### Excerpt

◇ ◇ ◇ ◇ ◇ ◇ ◇

Aleynikov's lawyer, Kevin Marino, said his client had rejected the offer. Marino told the judge he would move to dismiss the case based on double jeopardy - prosecution twice for the same offense - and accused state prosecutors of having "no sense of decency."
"The precise factual circumstances that underlie these charges have already been fully adjudicated," he said. "There's nothing remotely lawful or constitutional about what's going on ... He left Russia for freedom and the American way, and he got Franz Kafka and Goldman Sachs."
The Aleynikov prosecution has been closely watched as U.S. authorities are on a push to tackle complex cyber crime, an area of criminal law that has not been well-tested in courts amid debate about which laws apply and what types of conduct can be considered criminal behavior.
Prosecutors have accused Aleynikov, a dual citizen of the United States and Russia, of stealing code used in Goldman's high-frequency trading system in 2009 before leaving to join Teza Technologies LLC, a rival start-up in Chicago.
He was arrested in August and charged by New York state prosecutors, six months after the 2nd U.S. Circuit Court of Appeals overturned his 2010 federal conviction on charges tied to the same conduct.
Aleynikov had served nearly a year of an eight-year prison sentence before the appeals court ordered him released. If convicted in state court, Aleynikov could face up to four years in prison.
His conviction was reversed in part because the appeals court said the Justice Department failed to show that the stolen code was intended for "interstate commerce," a necessary element under the federal Economic Espionage Act.
Aleynikov entered a plea of not guilty Thursday to two counts of unlawful use of secret scientific material and one count of unlawful duplication of computer-related material.
Li, the prosecutor, said the case does not violate double jeopardy and pointed out that Marino himself suggested in federal court papers that this type of offense is more properly prosecuted in state court.
In a statement, the head of the Manhattan District Attorney's cybercrime unit, David Szuchman, said the appeals court "very clearly" suggested that Aleynikov's conduct could violate state law. He rejected Marino's contention that his office was acting as a proxy for the Justice Department in renewing the prosecution.

◇ ◇ ◇ ◇ ◇ ◇ ◇

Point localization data
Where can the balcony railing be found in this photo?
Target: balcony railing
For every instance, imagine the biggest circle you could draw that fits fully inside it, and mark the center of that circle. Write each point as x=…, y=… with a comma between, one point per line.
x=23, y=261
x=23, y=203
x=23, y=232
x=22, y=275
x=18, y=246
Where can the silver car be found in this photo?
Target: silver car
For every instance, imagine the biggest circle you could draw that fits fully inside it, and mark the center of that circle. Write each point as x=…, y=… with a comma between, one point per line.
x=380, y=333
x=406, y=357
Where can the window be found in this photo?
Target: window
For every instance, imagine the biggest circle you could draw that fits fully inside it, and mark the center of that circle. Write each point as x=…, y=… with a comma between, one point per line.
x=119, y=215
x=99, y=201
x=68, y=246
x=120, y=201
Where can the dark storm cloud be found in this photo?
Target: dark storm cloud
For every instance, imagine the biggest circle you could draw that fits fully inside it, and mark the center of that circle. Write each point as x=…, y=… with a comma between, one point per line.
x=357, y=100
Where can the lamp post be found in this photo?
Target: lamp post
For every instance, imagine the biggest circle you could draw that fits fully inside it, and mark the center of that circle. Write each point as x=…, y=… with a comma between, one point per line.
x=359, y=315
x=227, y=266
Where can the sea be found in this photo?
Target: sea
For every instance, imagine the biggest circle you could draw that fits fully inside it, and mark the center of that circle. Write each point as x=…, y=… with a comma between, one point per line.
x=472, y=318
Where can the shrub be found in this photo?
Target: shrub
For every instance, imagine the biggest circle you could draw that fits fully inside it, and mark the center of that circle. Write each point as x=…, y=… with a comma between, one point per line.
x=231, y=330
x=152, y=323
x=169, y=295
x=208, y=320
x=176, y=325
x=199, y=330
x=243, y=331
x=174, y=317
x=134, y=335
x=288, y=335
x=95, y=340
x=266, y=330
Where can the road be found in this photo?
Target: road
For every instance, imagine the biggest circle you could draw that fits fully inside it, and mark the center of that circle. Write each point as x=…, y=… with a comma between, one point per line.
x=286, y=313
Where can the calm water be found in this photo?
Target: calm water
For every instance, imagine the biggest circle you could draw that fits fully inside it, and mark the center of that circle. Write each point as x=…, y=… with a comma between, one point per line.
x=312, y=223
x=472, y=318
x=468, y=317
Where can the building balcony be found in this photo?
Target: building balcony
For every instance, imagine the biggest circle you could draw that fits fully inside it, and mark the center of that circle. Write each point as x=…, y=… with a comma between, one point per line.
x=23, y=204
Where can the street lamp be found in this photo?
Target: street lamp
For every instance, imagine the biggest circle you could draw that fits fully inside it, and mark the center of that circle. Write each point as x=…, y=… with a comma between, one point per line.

◇ ◇ ◇ ◇ ◇ ◇ ◇

### Work instructions
**A)** In the news excerpt, how much of his prison sentence had Aleynikov served before the appeals court ordered his release?
**B)** Reproduce the news excerpt word for word, starting at the words "Li, the prosecutor, said" and stopping after "renewing the prosecution.".

### Outputs in order
**A)** Nearly a year of an eight-year sentence.

**B)**
Li, the prosecutor, said the case does not violate double jeopardy and pointed out that Marino himself suggested in federal court papers that this type of offense is more properly prosecuted in state court.
In a statement, the head of the Manhattan District Attorney's cybercrime unit, David Szuchman, said the appeals court "very clearly" suggested that Aleynikov's conduct could violate state law. He rejected Marino's contention that his office was acting as a proxy for the Justice Department in renewing the prosecution.